## PROBLEMS TO SOLVE
• 1. From the land value tax article, quote the passage between "People fill the" and "Fisher, via Shutterstock.", inclusive.
• 2. In the land value tax article, which organization put out the new report on exempting building value from property tax?
• 3. Using the land value tax article, explain why Washington faces a legal barrier to a land value tax.

## DOCUMENT PASSAGE
····················

Yes, a Land Value Tax Is Possible in Washington State

A new report modeling a property tax building exemption in Spokane rebalances incentives toward community goals, encouraging homebuilding and discouraging in-city vacant land speculation.

Pedestrians and participants fill the streets of downtown Spokane at the end of the 12K Lilac Bloomsday Run with Riverfront Park in the distance.
People fill the streets of downtown Spokane, Washington, at the end of the annual Bloomsday Run in May 2025, with Riverfront Park in the distance. A new report finds that Spokane could spur more homebuilding and new businesses and discourage speculation with a powerful "land value tax." Photo by Kirk Fisher, via Shutterstock.

Webster Chang

June 3, 2026

Takeaways

  • Washington’s property tax system quietly rewards landowners who sit on vacant lots in our cities, while penalizing investment in the new homes, shops, and jobs that create real community value. The fix for this counterproductive dynamic is a land value tax that lowers the tax on buildings and raises it on land.
  • A new report from the Center for Land Economics proposes a policy that would exempt building value from property tax to create a revenue-neutral tax shift from buildings to land, replicating a land value tax while adhering to Washington state’s tax rules.
  • The report models this approach in the city of Spokane, finding that it would encourage the in-city homebuilding that cities need to curb prices, and discourage vacant lots and land speculation; it would flip the incentive structure without touching the city’s bottom line.
  • Most homeowners wouldn’t see much change in their tax bill at all, while the shift would be progressive in lower-income and more racially diverse neighborhoods, where homeowners would see larger tax reductions.
  • By granting this authority through the Vibrant Cities Act, the Washington legislature would empower cities to use their own tax code to cool land speculation, spur homebuilding, and return community-created land value back to the public.

In communities across the state, Washingtonians are reeling from high home prices and rents caused by the state’s severe shortage of homes. In cities and towns, big and small, from Bellingham to Walla Walla, people need more affordable home choices. At the same time, thousands of acres of vacant and underused lots pervade many of our urban neighborhoods, even in otherwise dynamic downtowns.

One big reason for this disconnect? The tax structure. Under North America’s standard property tax system, the owner of a vacant lot is taxed only a fraction of what’s paid by their neighbor who owns a productive building on a similar lot. The tax system rewards speculation on underutilized land, while discouraging investment in the new homes, shops, and offices that generate community vitality.

A fix for this dysfunctional state of affairs is known as a land value tax. Translation: tax the land more and the buildings less.

The problem is that, while a land value tax may be conceptually simple, it’s also fraught, both politically and legally. Politically, because, well, it’s taxes. And legally, Washington state has a particularly formidable barrier: the state constitution prohibits taxing buildings and land at different rates.

····················

## EXTRACTED RECORDS
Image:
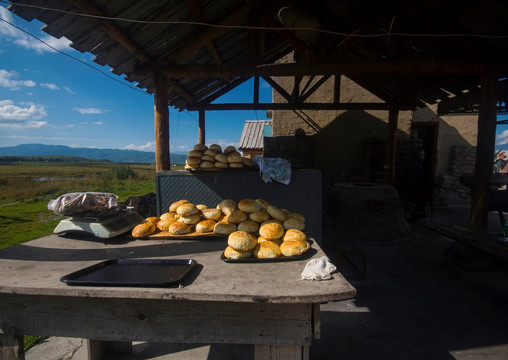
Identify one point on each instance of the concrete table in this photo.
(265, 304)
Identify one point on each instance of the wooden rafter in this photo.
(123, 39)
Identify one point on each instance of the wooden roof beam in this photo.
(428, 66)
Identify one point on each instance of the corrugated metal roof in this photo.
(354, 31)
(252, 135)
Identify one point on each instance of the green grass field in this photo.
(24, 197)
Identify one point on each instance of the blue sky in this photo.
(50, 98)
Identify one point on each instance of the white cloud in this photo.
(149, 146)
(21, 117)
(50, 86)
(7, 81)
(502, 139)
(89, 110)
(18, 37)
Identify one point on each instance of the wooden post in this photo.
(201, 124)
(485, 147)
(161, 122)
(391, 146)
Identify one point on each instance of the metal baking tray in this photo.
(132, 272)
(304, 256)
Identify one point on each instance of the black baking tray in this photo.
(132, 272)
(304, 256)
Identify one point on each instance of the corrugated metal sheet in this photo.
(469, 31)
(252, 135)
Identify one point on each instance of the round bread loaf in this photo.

····················

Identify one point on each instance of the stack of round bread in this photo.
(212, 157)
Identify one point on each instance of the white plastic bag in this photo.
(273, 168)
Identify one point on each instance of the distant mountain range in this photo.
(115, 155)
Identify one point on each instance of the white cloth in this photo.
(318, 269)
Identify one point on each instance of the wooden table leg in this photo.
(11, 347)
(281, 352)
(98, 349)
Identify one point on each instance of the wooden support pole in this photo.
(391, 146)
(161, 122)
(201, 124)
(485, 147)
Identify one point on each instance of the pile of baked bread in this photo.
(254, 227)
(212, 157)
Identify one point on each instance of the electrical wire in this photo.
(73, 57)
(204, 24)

····················

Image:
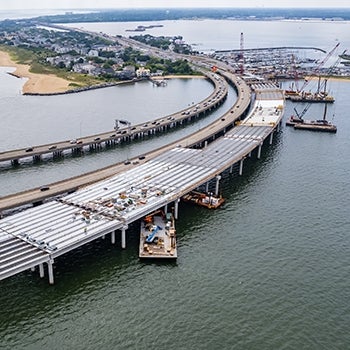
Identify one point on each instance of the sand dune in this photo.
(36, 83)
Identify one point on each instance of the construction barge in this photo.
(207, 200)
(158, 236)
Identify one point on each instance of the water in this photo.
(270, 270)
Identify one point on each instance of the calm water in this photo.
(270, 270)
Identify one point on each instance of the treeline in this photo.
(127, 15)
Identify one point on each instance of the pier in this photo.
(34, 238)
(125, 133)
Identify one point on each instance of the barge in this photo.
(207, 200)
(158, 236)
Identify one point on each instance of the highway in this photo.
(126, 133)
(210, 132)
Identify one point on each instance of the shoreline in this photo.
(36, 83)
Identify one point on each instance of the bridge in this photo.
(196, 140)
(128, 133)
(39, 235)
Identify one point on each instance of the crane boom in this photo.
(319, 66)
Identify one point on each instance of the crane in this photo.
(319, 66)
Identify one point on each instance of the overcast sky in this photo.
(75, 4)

····················

## SOLUTIONS BY TASK
• 1.
People fill the streets of downtown Spokane, Washington, at the end of the annual Bloomsday Run in May 2025, with Riverfront Park in the distance. A new report finds that Spokane could spur more homebuilding and new businesses and discourage speculation with a powerful "land value tax." Photo by Kirk Fisher, via Shutterstock.

• 2. The Center for Land Economics.

• 3. The state constitution prohibits taxing buildings and land at different rates. A land value tax works by taxing land more and buildings less, so it runs into that rule.